* [The exercise]: Update the material below by swapping each "detect" for "locate" and keeping everything else the same.

——

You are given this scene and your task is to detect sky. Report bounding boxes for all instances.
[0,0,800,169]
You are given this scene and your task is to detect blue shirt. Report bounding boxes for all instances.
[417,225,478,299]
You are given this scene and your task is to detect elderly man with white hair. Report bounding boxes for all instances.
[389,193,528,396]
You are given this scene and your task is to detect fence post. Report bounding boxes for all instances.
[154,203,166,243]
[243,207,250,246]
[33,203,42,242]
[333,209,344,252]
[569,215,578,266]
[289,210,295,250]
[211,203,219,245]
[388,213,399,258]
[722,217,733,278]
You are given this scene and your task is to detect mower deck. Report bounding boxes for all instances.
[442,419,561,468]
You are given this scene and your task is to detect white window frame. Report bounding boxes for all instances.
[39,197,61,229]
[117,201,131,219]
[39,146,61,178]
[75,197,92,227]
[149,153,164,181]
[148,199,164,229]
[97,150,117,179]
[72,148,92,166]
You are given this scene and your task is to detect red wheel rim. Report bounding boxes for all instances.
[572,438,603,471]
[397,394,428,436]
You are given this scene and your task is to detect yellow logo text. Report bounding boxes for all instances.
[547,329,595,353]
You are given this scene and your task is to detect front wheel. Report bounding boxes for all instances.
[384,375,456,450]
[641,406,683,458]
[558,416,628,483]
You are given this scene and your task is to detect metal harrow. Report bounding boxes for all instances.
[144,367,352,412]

——

* [Response to this task]:
You are given this scene and your task is to locate sky. Report bounding boxes for all instances.
[0,0,800,169]
You are given this scene and your task is to locate blue shirt. Report bounding boxes for all instances.
[417,225,478,299]
You are given this scene and your task is to locate elderly man with white hair. Report bounding boxes for all instances.
[389,193,528,396]
You are given this scene and your task is to locate fence post. Report bounding boxes for all instances.
[154,203,166,243]
[243,207,250,246]
[33,203,42,242]
[333,209,344,252]
[569,215,578,266]
[289,210,295,250]
[211,203,219,245]
[388,213,399,258]
[722,217,733,278]
You are given this scene and your task is to locate mower deck. Report bounding boxes for all instances.
[442,419,561,468]
You are given this scene and your task is to locate white window frame. Report bounding boxes for all instances.
[39,197,61,229]
[117,201,131,219]
[39,146,61,178]
[75,197,92,227]
[149,153,164,181]
[148,199,164,229]
[97,150,117,179]
[72,148,92,166]
You are given this scene and your task is to locate red wheel rim. Report bounding boxes for all instances.
[572,438,603,471]
[397,394,428,436]
You are given this scene and your task is to locate yellow logo text. Report bounding boxes for all instances.
[547,329,595,353]
You are given this scene and your task is to locate front wheel. Report bounding boxes for all instances.
[384,375,456,450]
[641,406,683,458]
[558,416,628,483]
You are given this scene and your task is to locate metal harrow. Report bounding boxes for all instances.
[144,367,352,412]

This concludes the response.